__Your assignment__. From the records below, extract only the lines running from the line with "For the mapping pass, tag each instance of the silver" to the line with "For the mapping pass, tag each instance of the sky", both lines included, reproducing them exactly.

Items from a dataset
□ □ □ □

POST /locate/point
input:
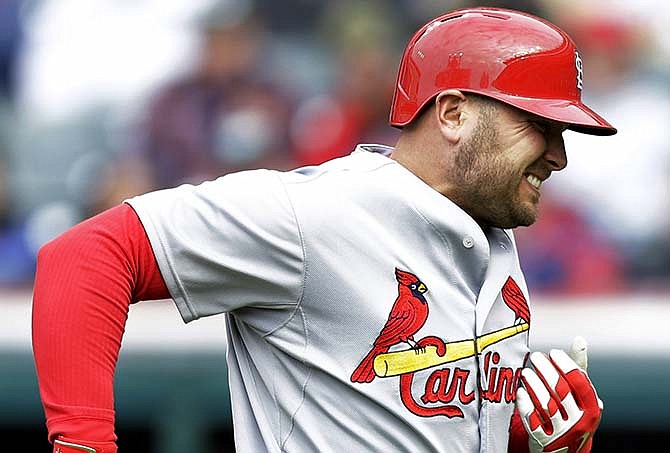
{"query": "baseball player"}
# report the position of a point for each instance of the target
(372, 303)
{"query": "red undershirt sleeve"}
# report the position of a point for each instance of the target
(85, 281)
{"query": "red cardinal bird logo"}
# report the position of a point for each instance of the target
(516, 301)
(408, 315)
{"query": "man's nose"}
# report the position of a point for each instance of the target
(555, 154)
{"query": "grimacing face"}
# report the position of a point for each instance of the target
(500, 166)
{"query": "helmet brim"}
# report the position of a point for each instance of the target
(577, 115)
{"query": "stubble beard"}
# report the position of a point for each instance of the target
(487, 184)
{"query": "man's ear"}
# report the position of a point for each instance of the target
(450, 114)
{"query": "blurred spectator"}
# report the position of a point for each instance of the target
(623, 182)
(562, 254)
(11, 37)
(225, 115)
(17, 260)
(363, 39)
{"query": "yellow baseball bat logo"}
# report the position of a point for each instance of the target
(411, 360)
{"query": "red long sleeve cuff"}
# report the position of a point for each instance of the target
(85, 281)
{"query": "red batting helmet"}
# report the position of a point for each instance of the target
(507, 55)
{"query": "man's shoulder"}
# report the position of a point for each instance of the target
(364, 159)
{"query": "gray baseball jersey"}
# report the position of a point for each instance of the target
(364, 310)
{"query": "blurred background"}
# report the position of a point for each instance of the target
(101, 100)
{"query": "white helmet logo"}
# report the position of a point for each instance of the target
(580, 70)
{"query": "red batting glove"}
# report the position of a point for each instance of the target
(65, 445)
(558, 405)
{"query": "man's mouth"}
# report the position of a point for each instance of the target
(534, 181)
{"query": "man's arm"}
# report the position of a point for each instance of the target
(85, 281)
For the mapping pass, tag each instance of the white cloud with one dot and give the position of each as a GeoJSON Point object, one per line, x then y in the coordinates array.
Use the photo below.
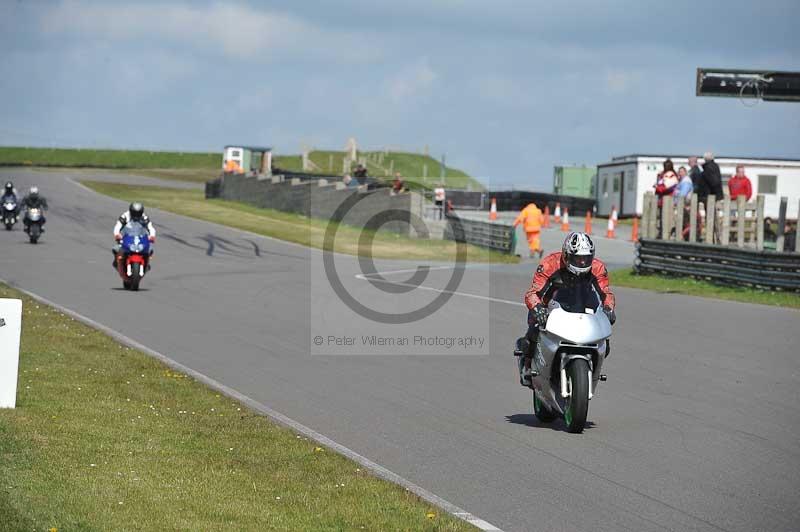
{"type": "Point", "coordinates": [412, 80]}
{"type": "Point", "coordinates": [620, 81]}
{"type": "Point", "coordinates": [236, 30]}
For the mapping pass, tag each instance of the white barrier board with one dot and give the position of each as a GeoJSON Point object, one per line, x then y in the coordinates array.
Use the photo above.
{"type": "Point", "coordinates": [10, 329]}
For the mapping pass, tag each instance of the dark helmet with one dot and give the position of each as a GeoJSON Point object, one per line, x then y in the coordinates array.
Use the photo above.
{"type": "Point", "coordinates": [577, 253]}
{"type": "Point", "coordinates": [136, 210]}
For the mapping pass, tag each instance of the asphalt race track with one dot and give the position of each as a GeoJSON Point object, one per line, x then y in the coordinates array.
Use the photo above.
{"type": "Point", "coordinates": [697, 428]}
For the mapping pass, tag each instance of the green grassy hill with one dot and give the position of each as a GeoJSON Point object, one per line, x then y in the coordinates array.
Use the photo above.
{"type": "Point", "coordinates": [421, 171]}
{"type": "Point", "coordinates": [175, 165]}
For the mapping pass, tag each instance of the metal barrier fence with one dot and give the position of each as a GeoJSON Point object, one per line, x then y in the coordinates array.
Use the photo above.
{"type": "Point", "coordinates": [728, 265]}
{"type": "Point", "coordinates": [492, 235]}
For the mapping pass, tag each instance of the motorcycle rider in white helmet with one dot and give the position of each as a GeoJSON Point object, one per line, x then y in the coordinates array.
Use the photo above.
{"type": "Point", "coordinates": [574, 263]}
{"type": "Point", "coordinates": [135, 213]}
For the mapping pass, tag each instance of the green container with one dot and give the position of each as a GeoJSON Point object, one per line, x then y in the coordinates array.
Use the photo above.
{"type": "Point", "coordinates": [574, 181]}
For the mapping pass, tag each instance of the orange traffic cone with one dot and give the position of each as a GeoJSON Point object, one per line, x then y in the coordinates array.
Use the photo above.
{"type": "Point", "coordinates": [635, 231]}
{"type": "Point", "coordinates": [612, 223]}
{"type": "Point", "coordinates": [610, 230]}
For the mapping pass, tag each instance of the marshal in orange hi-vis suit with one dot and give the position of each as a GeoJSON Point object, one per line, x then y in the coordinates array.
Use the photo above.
{"type": "Point", "coordinates": [531, 219]}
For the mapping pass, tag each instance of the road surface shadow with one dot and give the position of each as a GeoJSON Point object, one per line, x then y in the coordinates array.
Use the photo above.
{"type": "Point", "coordinates": [530, 420]}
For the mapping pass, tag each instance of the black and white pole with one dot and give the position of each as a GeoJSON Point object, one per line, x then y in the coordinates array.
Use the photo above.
{"type": "Point", "coordinates": [10, 329]}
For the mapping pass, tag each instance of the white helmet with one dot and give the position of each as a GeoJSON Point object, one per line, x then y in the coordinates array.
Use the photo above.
{"type": "Point", "coordinates": [578, 253]}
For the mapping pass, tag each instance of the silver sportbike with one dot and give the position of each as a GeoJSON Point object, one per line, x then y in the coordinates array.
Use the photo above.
{"type": "Point", "coordinates": [569, 355]}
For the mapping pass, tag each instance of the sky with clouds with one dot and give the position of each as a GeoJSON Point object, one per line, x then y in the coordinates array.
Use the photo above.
{"type": "Point", "coordinates": [507, 89]}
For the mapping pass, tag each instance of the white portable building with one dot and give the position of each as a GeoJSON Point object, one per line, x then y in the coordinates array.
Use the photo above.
{"type": "Point", "coordinates": [622, 182]}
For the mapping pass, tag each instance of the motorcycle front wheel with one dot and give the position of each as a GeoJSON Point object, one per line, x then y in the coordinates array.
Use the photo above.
{"type": "Point", "coordinates": [543, 414]}
{"type": "Point", "coordinates": [577, 404]}
{"type": "Point", "coordinates": [135, 278]}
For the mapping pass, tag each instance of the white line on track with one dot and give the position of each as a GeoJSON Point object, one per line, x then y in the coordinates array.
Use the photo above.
{"type": "Point", "coordinates": [276, 416]}
{"type": "Point", "coordinates": [369, 277]}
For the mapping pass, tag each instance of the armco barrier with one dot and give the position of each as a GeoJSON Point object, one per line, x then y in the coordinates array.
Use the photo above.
{"type": "Point", "coordinates": [318, 198]}
{"type": "Point", "coordinates": [516, 200]}
{"type": "Point", "coordinates": [728, 265]}
{"type": "Point", "coordinates": [492, 235]}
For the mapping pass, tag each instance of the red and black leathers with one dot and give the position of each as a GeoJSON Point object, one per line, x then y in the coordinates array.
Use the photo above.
{"type": "Point", "coordinates": [553, 264]}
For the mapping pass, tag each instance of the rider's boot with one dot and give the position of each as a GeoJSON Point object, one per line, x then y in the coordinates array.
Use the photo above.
{"type": "Point", "coordinates": [526, 371]}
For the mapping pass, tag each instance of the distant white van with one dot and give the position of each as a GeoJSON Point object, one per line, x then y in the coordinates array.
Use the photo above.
{"type": "Point", "coordinates": [254, 160]}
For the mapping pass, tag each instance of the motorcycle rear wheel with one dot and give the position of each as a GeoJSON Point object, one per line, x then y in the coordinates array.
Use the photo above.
{"type": "Point", "coordinates": [33, 233]}
{"type": "Point", "coordinates": [577, 404]}
{"type": "Point", "coordinates": [543, 414]}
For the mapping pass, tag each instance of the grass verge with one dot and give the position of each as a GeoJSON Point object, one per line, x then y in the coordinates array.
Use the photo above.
{"type": "Point", "coordinates": [192, 165]}
{"type": "Point", "coordinates": [107, 438]}
{"type": "Point", "coordinates": [289, 226]}
{"type": "Point", "coordinates": [693, 287]}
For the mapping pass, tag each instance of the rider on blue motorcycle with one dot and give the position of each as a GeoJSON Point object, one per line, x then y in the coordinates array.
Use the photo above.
{"type": "Point", "coordinates": [33, 201]}
{"type": "Point", "coordinates": [573, 264]}
{"type": "Point", "coordinates": [9, 194]}
{"type": "Point", "coordinates": [135, 213]}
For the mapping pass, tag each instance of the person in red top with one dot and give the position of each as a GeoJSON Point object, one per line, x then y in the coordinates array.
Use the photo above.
{"type": "Point", "coordinates": [574, 263]}
{"type": "Point", "coordinates": [739, 185]}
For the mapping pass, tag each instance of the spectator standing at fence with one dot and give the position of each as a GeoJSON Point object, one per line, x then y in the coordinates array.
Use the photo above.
{"type": "Point", "coordinates": [349, 181]}
{"type": "Point", "coordinates": [666, 182]}
{"type": "Point", "coordinates": [739, 185]}
{"type": "Point", "coordinates": [712, 178]}
{"type": "Point", "coordinates": [531, 219]}
{"type": "Point", "coordinates": [696, 174]}
{"type": "Point", "coordinates": [685, 185]}
{"type": "Point", "coordinates": [397, 184]}
{"type": "Point", "coordinates": [361, 174]}
{"type": "Point", "coordinates": [683, 193]}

□ □ □ □

__Solved problem__.
For the mapping pass, tag each instance of the silver sportbike with one dot and give the position of each as a GeoJSON Point object, one per line, x then y in the coordinates array.
Use the photo above.
{"type": "Point", "coordinates": [569, 355]}
For the mapping pass, tag each instance of the sky with clouds with one dot and give the position of each as a GeoJSON Point object, one per line, x then y in the coordinates array.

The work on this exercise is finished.